• Record list:

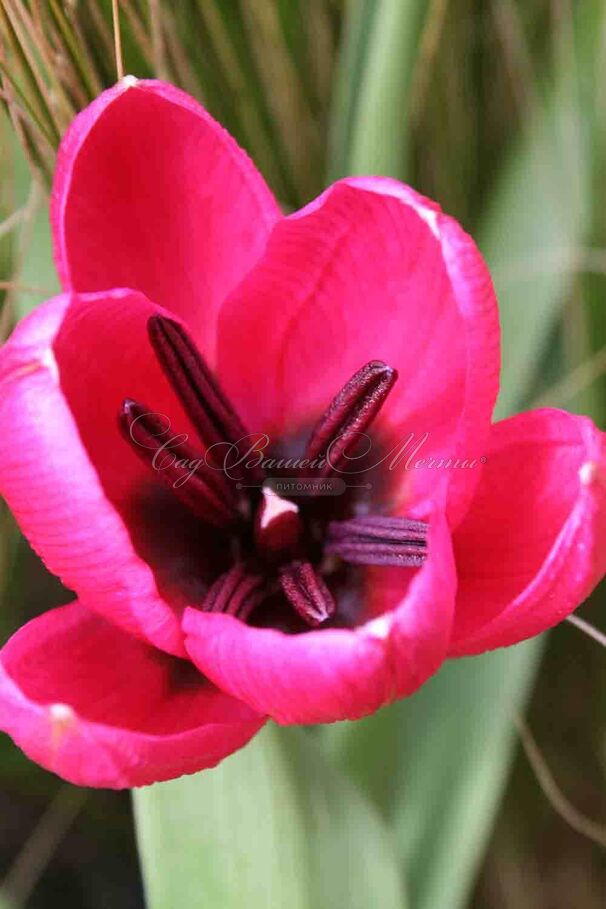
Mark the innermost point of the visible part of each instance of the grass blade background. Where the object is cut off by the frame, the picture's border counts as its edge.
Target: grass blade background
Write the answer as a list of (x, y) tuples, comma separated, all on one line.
[(274, 825), (370, 124), (437, 764)]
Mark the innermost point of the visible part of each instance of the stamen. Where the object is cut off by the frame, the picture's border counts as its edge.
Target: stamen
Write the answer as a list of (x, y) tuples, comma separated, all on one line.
[(307, 592), (178, 467), (277, 527), (183, 365), (379, 541), (236, 592), (350, 413)]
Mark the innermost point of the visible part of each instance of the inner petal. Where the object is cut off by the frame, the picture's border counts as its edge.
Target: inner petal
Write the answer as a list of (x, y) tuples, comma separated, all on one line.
[(103, 353)]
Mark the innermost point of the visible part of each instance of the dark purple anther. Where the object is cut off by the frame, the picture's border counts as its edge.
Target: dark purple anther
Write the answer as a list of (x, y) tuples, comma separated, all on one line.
[(204, 491), (236, 592), (307, 592), (350, 414), (378, 541), (215, 419)]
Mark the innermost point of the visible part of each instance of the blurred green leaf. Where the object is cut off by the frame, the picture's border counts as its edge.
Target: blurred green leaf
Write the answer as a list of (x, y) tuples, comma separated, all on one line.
[(274, 825), (370, 122), (437, 764)]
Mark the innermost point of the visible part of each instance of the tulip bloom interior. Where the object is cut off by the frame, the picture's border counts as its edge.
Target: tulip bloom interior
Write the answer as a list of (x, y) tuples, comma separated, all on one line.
[(193, 310), (279, 546)]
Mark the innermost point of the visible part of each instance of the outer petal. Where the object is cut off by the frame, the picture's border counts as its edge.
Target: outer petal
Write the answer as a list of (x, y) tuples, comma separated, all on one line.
[(533, 544), (67, 474), (370, 270), (333, 674), (151, 193), (100, 708)]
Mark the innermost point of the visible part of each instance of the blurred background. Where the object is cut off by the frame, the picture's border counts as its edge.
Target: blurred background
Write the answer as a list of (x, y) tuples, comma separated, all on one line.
[(497, 109)]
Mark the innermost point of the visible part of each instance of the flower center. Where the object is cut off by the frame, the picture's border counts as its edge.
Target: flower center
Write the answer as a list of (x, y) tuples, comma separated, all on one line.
[(279, 544)]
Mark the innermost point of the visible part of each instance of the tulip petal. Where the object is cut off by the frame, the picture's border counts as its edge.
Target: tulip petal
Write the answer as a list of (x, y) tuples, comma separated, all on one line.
[(151, 193), (99, 708), (75, 486), (334, 674), (533, 544), (370, 270)]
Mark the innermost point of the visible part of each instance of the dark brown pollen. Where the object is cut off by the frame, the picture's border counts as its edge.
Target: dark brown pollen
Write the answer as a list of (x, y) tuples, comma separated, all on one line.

• The request:
Rewrite all of the items above, replacing every occurrence of "innermost point" with "most central point" and keeping everything else unchanged. Omit the pictures from your answer.

• Answer to the exercise:
Mark the most central point of the visible part of each instance of the grass blade background. Where the object is cut off by the frame, the picture's border counts as its edge.
Target: grass blade background
Write the answer as a list of (x, y) tuples, comma separated, all on one line.
[(274, 825), (370, 124), (437, 764)]
Mark the most central point of the visible part of each instance of the stamen. Where the object is cut off by the frame, the picture's border counts as its edge.
Target: stamen
Write the answer as a list of (x, y) tuples, comma separated, all on one line.
[(307, 592), (178, 467), (277, 527), (183, 365), (379, 541), (236, 592), (350, 413)]
Mark the most central point of the visible part of each instance of the inner petal. Where the object is cut off by the frame, the picture's border counts as its edge.
Target: inner petal
Write the answer as a list of (x, y) tuples, comma separated, all on one line.
[(103, 353)]
Mark the most central point of the visible part of each instance of the dark purple anther. Where the object is cut off by the frame, the picture's border counts as its edge.
Target: dark purple anther
Write the answer as a list of (x, y) tuples, comma separated, all on one line.
[(204, 491), (236, 592), (307, 592), (350, 414), (378, 541), (215, 419)]
Mark the most central point of the visible part of each instance of the blurred green leaf. Where the object is cut off by the frame, the picture's border counts as its edge.
Target: blurred green leaf
Write the answer as a list of (x, y) tuples, comma separated, all on one line.
[(274, 825), (370, 122), (437, 764)]
Mark the most central point of the visible part of each instance of the tulip bloom interior. Where the object is cut off by the frame, the picture's border counts as its edge.
Target: tulip bloom interior
Write the answer as a list of (x, y) tuples, comma separated, all on one line.
[(193, 310), (279, 546)]
Mark the most central point of the visible part of each instance of the outer petal. Where the object is cut off by the frame, the picture's border counts as its edge.
Target: outer petal
Write the answer as a list of (x, y) tuples, comma separated, all on one line.
[(533, 544), (67, 474), (370, 270), (333, 674), (151, 193), (100, 708)]
Mark the most central point of the visible part of each instance of the blurred background. Where the object is cut off by the frame, the picture's border counts as its edge.
Target: blurred background
Write the answer as a list of (x, y) tuples, comma separated, all on one line.
[(497, 109)]
Mark the most central point of the visible part of each instance of the flower center. Where the object is cut off by the frame, the picture's border counts as its edge.
Target: flower center
Write the answer as a list of (x, y) tuples, comma separated, all on one line.
[(279, 544)]
Mark the most central point of the visible part of each instance of the tulip petal. Where the object is cut off by the frame, the picture's border counts as its edge.
Target: tulip petal
Write the answer as a list of (x, y) tuples, comma separated, all on one line.
[(151, 193), (99, 708), (75, 486), (334, 674), (533, 544), (370, 270)]
Mark the most central point of the visible part of each instance of the dark brown pollen. Where the object is cut off by the frame, the picture's border counts as its edge.
Target: dark brown pollen
Write the answer as a list of (x, y) tuples, comma separated, all on one line.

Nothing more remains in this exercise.